TASKS:
(1) Copy the part of the guide on running a compiled model that begins with the words "Extract the tar, using" and ends after the words "the Python API.".
(2) Carry on the guide to running a compiled TVM model, starting right after the last thing it shows.

##### DOCUMENT #####

Run your compiled model
-----------------------

- To test the model run the following command

        .. code-block:: bash

            tvmc run <model_name>.tar --profile --print-time --device "vulkan" --repeat 100

    The command shows you the profiling of each layer. Check if they all run on ``vulkan0``. At the bottom, a timing benchmark is printed.

Run the model using the Python API
----------------------------------

Extract the tar, using ``tar -xf <your_file>``.
The following code snippet shows how to run a `YOEO <https://github.com/bit-bots/YOEO/>`_ model using the Python API. 
Normally the ``bitbots_vision`` is used to run the compiled model.

    .. code-block:: python

        import numpy as np
        import tvm
        from tvm.contrib import graph_executor

        # Load model
        binary_lib = tvm.runtime.load_module("mod.so")
        loaded_params = bytearray(open("mod.params", "rb").read())

##### MATERIAL SHOWN #####

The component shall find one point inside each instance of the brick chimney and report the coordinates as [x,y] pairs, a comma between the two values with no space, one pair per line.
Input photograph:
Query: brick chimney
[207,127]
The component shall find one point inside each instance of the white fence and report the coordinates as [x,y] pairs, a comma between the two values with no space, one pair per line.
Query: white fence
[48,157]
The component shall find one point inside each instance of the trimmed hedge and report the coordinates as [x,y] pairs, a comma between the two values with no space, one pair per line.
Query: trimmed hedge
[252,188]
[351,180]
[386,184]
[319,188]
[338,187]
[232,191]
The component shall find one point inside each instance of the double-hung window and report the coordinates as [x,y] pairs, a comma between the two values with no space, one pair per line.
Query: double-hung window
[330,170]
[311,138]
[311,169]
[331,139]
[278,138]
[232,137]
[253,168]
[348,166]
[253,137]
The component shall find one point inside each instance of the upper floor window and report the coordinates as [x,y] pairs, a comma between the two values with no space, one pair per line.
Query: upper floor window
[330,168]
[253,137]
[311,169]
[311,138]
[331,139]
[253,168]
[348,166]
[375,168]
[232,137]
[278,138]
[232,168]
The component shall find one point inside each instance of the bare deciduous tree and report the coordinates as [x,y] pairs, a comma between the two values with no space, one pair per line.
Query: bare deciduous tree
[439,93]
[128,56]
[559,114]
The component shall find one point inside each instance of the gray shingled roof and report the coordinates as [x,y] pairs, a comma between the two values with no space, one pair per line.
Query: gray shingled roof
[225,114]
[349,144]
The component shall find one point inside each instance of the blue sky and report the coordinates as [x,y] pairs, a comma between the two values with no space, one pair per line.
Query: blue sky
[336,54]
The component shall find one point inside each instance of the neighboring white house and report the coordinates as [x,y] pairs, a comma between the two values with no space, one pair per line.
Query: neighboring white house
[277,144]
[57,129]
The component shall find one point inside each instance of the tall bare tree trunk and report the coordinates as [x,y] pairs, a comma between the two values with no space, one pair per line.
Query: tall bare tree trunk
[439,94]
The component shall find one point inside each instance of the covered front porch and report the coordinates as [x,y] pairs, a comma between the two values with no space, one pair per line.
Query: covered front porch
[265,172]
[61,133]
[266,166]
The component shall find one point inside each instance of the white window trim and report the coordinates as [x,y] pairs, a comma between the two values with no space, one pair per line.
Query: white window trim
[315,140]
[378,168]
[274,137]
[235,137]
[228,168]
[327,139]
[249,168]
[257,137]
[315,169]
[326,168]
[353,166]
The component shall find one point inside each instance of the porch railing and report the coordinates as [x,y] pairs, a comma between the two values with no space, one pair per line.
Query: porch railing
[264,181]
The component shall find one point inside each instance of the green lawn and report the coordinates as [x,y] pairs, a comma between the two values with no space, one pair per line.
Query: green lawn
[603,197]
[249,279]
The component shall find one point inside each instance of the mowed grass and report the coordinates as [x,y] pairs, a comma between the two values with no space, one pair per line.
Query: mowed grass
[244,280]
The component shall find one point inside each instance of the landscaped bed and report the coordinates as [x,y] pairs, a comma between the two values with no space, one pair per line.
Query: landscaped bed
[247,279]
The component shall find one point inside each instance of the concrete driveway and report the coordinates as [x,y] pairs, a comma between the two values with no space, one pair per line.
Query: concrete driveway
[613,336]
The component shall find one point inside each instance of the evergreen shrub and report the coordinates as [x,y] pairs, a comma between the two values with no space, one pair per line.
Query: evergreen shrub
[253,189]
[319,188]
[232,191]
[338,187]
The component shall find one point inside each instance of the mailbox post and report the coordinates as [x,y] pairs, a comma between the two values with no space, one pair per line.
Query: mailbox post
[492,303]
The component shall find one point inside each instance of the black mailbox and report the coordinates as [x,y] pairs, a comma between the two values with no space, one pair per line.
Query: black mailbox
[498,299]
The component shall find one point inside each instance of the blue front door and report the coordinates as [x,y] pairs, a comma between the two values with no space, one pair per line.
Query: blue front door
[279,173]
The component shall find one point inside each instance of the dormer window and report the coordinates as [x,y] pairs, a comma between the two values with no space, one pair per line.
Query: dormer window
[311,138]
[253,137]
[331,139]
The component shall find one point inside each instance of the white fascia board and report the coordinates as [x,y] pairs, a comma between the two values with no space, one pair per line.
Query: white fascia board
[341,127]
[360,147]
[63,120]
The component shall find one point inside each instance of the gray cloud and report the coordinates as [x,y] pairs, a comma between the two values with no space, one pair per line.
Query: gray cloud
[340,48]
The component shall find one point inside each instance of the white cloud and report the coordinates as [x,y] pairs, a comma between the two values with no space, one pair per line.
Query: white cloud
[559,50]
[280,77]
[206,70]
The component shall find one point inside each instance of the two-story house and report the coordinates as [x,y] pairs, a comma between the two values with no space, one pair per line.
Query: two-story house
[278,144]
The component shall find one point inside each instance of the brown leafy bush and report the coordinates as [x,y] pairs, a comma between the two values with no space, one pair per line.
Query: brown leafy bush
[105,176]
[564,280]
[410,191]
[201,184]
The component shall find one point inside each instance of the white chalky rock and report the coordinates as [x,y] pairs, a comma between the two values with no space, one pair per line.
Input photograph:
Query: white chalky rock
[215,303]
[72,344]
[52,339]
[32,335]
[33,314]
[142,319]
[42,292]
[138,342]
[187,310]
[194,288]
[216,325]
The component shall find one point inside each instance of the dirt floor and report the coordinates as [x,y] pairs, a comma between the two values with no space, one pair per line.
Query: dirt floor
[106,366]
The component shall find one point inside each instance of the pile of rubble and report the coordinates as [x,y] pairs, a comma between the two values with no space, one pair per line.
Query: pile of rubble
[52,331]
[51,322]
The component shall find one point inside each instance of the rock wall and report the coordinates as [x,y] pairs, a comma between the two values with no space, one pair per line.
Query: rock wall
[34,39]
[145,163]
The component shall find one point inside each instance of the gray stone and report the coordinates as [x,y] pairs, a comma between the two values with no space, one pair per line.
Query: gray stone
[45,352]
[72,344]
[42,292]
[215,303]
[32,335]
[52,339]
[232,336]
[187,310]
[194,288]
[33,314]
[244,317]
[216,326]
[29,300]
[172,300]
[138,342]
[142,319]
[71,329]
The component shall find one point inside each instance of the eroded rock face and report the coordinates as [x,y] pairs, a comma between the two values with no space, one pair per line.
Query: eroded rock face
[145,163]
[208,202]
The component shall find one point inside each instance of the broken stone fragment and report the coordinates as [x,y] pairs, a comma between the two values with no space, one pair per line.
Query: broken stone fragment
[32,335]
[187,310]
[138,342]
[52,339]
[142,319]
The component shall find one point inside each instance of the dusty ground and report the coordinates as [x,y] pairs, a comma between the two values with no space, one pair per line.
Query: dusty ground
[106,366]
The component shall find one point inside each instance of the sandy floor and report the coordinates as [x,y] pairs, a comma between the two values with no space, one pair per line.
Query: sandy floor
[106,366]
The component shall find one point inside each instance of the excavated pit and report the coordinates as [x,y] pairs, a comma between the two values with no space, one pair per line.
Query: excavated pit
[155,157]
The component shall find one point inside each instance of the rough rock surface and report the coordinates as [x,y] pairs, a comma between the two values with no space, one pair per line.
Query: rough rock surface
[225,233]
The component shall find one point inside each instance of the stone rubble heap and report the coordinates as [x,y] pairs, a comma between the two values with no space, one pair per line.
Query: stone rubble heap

#####

ANSWERS TO THE TASKS:
(1)
Extract the tar, using ``tar -xf <your_file>``.
The following code snippet shows how to run a `YOEO <https://github.com/bit-bots/YOEO/>`_ model using the Python API.

(2)
        loaded_json = open("mod.json").read()

        # Create model module
        module = graph_executor.create(loaded_json, binary_lib, tvm.vulkan(0)) # Replace with tvm.cpu(0) for CPU models
        module.load_params(loaded_params)

        # Create dummy data
        input_data = np.random.uniform(size=(1,3,  416, 416)).astype("float32")

        # Run the network
        module.set_input(InputLayer=input_data)
        module.run()
        yolo_detections, segmentation = module.get_output(0).numpy(), module.get_output(1).numpy()

        print(yolo_detections.shape, segmentation.shape)